Items listed in a dataset
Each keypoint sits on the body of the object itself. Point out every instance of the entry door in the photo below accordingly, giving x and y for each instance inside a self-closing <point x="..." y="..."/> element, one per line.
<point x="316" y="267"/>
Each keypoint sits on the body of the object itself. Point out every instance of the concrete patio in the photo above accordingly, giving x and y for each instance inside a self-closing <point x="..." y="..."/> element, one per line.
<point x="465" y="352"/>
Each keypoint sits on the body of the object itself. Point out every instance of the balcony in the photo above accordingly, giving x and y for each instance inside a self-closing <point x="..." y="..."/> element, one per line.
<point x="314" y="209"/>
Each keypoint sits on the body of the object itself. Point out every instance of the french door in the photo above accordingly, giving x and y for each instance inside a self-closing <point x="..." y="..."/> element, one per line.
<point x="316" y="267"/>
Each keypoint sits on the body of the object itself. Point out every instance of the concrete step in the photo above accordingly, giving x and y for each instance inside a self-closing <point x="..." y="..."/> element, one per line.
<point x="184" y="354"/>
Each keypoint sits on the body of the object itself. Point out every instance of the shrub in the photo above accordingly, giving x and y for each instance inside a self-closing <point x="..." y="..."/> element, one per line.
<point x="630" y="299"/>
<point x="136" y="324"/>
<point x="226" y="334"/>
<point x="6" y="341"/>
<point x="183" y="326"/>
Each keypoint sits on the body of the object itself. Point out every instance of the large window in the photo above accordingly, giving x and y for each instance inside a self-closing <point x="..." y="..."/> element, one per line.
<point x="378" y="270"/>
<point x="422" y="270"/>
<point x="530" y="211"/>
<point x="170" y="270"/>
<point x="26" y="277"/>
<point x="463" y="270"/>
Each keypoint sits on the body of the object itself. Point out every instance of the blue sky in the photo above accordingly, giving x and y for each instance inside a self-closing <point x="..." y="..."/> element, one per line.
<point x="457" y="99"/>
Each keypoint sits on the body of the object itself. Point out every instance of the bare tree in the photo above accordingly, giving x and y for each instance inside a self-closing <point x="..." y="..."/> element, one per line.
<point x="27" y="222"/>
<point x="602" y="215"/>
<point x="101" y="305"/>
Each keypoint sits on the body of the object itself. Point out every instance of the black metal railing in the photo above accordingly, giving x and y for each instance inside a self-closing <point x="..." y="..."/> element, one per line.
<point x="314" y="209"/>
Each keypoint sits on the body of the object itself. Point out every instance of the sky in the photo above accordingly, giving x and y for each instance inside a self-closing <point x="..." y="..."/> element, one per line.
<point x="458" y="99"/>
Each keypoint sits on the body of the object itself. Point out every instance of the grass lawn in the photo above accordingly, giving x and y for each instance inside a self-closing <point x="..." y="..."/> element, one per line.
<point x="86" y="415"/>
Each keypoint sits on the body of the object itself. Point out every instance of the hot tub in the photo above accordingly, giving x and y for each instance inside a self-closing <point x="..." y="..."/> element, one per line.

### TASK INSTRUCTIONS
Output every line of the material above as a numbered list, omitting any blank lines.

### EXERCISE OUTPUT
1. Each keypoint sits on the body of the object itself. Point out every instance of the entry door in the photo below accordingly, giving x and y for each instance inside a self-closing <point x="..." y="..."/> element, one per line.
2. <point x="316" y="267"/>
3. Each keypoint sits on the body of the object itself. Point out every instance of the concrete patio in the photo above accordingly, giving x and y for each instance inside a self-closing <point x="..." y="..."/> element, one per line.
4. <point x="465" y="352"/>
5. Each keypoint sits on the body of the object itself. Point out every instance of the balcony in the photo above accordingly, giving x and y for each instance inside a self-closing <point x="..." y="..."/> element, one per line.
6. <point x="314" y="209"/>
7. Each keypoint sits on the body of the object itself. Point out every instance of the french door in the photo above accordingly, giving x and y for each instance inside a self-closing <point x="..." y="..."/> element, one per line.
8. <point x="316" y="267"/>
9. Each keypoint sits on the body of the object itself. Point out every instance of the concrete step in the photo above accordingly, giving x and y for each instance inside a self-closing <point x="..." y="..."/> element, one per line.
10. <point x="184" y="354"/>
11. Each keypoint sits on the body of the object itself. Point out every instance of the shrub in the photo above accordingly, giving x and y for each instance inside a self-closing <point x="..." y="..."/> element, one per line.
12. <point x="630" y="299"/>
13. <point x="136" y="324"/>
14. <point x="226" y="334"/>
15. <point x="6" y="341"/>
16. <point x="183" y="326"/>
17. Each keypoint sits on the body of the object itself. Point out every instance of the large window in the photo above accordingly, giving x and y for each instance inside a self-closing <point x="..." y="..."/> element, one per line.
18. <point x="378" y="270"/>
19. <point x="422" y="270"/>
20. <point x="530" y="211"/>
21. <point x="170" y="270"/>
22. <point x="26" y="277"/>
23. <point x="463" y="270"/>
24. Each keypoint sits on the body of the object itself. Point out every instance of the blue sky in the photo above accordingly, giving x and y for each instance inside a self-closing <point x="..." y="..."/> element, one per line.
25. <point x="457" y="99"/>
26. Each keypoint sits on the body of the object itself. Point out every instance of the bare tree in the photo above accordingly, giving x and y for each instance inside a self-closing <point x="..." y="..."/> element, one per line.
27. <point x="27" y="222"/>
28. <point x="602" y="215"/>
29. <point x="101" y="305"/>
30. Each keypoint sits on the body of the object itself. Point out every instance of the black metal railing in the photo above accordingly, giving x and y for each instance inside a self-closing <point x="..." y="..."/> element, one per line.
31. <point x="314" y="209"/>
32. Each keypoint sits on the body of the object itself. Point out every instance of the sky in the photo above accordingly, giving x and y for each instance inside a self-closing <point x="..." y="..."/> element, one per line.
33. <point x="458" y="99"/>
34. Each keypoint sits on the body of the object itself. Point out every instance of the grass lawn in the photo above accordingly, giving x and y for each instance inside a self-closing <point x="..." y="..."/> element, one per line.
35. <point x="86" y="415"/>
36. Each keypoint sits on the body of the object itself. Point out every instance of the hot tub in the photo above accordingly, giving x and y for each instance inside a self-closing <point x="..." y="..."/> element, one per line.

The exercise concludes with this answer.